Return every line of the data that contains the word "sign", matching case exactly.
■ ■ ■ ■ ■ ■ ■
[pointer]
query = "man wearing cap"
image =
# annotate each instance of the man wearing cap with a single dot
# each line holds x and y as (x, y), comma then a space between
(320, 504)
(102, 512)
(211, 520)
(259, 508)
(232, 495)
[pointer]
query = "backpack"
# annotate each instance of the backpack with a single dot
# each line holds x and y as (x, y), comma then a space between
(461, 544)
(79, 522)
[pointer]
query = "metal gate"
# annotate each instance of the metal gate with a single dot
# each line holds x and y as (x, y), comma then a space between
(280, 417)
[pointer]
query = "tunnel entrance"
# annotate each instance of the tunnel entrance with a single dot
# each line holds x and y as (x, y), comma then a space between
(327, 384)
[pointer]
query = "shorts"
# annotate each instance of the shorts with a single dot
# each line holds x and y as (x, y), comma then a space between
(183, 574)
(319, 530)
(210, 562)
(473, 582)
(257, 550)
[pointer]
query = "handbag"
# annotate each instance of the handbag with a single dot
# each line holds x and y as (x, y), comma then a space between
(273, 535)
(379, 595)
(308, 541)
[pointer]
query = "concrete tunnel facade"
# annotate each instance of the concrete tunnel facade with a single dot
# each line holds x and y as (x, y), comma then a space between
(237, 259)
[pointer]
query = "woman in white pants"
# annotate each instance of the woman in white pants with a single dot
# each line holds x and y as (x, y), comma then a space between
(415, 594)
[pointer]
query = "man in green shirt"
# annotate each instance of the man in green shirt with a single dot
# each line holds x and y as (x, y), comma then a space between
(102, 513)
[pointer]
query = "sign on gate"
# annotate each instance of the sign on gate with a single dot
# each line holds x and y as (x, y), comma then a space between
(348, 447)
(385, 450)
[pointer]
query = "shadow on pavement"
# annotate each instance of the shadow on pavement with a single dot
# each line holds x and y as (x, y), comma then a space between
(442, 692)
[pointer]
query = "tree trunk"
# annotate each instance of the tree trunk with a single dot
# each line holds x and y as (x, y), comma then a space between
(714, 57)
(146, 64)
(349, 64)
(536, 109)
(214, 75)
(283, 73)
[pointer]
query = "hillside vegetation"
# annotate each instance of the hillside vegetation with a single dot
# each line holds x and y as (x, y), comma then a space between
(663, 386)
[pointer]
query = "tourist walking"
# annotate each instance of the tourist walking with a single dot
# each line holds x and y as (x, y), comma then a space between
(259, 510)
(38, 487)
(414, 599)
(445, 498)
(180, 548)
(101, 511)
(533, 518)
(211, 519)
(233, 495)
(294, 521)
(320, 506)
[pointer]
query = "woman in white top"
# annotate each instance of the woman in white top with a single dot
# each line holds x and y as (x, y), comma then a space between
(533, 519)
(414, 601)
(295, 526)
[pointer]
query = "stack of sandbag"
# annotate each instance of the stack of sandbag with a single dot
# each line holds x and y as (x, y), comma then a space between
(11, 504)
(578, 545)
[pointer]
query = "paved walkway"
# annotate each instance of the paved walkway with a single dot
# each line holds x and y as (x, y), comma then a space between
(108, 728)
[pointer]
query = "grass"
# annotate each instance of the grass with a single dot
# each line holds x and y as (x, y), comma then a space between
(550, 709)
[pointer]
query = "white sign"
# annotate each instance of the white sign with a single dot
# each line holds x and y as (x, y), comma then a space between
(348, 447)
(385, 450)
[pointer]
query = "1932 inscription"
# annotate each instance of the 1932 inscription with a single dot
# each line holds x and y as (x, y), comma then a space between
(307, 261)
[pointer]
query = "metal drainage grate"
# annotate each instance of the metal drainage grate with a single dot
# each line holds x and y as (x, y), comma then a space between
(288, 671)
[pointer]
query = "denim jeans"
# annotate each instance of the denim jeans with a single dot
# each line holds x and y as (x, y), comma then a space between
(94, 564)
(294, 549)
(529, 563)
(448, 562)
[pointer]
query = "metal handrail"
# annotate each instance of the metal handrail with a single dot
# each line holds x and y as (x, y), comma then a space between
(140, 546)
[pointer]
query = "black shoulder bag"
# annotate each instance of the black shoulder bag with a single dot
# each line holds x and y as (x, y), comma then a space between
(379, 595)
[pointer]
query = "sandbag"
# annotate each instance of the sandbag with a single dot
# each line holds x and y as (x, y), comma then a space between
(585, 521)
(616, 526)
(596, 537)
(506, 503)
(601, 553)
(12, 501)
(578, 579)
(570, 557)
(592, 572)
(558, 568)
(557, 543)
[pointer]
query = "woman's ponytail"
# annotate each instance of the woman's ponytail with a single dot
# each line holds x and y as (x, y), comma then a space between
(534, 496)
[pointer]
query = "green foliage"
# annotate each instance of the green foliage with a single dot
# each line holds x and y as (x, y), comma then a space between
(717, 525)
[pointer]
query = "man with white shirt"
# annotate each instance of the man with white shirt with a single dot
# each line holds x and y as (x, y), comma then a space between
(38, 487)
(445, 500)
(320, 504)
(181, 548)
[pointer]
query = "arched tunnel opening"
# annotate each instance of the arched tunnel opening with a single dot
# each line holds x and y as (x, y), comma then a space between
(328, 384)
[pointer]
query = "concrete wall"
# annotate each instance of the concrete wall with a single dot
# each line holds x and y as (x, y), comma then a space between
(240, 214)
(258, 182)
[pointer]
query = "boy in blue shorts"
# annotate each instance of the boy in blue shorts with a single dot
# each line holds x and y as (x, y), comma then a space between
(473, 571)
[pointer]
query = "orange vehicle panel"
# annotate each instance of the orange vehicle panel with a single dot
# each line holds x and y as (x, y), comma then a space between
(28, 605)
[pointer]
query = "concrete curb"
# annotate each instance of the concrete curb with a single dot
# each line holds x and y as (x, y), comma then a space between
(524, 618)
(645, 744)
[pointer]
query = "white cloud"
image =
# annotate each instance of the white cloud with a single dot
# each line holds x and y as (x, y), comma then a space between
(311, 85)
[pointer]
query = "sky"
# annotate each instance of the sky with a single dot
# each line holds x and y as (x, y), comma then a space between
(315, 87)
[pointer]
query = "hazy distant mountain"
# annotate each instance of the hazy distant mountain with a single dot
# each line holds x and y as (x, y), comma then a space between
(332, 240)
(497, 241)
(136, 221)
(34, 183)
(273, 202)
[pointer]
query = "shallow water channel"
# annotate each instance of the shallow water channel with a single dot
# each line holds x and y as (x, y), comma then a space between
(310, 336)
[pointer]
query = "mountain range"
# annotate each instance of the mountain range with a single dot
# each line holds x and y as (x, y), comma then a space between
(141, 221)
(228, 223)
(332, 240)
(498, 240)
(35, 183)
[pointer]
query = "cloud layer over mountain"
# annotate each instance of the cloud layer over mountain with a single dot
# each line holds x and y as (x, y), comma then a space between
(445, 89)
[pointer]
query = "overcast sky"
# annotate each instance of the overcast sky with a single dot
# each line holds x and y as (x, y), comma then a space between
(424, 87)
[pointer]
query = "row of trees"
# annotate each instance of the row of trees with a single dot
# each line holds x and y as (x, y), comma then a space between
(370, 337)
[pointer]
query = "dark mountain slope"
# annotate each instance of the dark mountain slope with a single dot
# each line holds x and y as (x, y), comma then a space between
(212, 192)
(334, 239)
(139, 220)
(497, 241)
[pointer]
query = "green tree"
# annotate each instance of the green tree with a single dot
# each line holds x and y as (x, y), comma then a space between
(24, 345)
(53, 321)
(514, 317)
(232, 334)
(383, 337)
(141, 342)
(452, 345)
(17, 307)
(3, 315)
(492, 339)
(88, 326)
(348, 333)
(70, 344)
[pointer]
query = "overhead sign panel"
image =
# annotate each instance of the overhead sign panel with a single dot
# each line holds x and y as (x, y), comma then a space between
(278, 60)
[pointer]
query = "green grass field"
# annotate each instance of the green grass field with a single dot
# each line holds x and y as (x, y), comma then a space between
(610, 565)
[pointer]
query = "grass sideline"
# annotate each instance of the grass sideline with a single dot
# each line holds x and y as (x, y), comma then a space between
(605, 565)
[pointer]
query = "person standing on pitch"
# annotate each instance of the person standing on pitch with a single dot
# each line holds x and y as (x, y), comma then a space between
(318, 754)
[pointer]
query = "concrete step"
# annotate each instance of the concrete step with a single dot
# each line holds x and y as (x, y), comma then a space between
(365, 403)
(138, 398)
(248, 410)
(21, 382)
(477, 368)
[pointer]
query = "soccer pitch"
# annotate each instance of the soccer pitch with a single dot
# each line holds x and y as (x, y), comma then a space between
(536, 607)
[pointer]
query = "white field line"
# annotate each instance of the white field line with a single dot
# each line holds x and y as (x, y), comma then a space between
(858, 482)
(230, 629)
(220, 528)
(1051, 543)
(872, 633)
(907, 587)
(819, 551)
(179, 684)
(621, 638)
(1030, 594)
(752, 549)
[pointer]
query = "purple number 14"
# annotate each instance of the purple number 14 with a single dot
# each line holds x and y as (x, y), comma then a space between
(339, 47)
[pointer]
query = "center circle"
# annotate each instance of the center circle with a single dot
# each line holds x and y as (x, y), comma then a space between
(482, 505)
■ ■ ■ ■ ■ ■ ■
Expected output:
query = "sign on gate"
# annotate each instance of the sign on gate with a single dot
query = "white sign"
# annotate each instance of the white sign with a single dot
query = "overhead sign panel"
# annotate each instance of the overhead sign panel with a single dot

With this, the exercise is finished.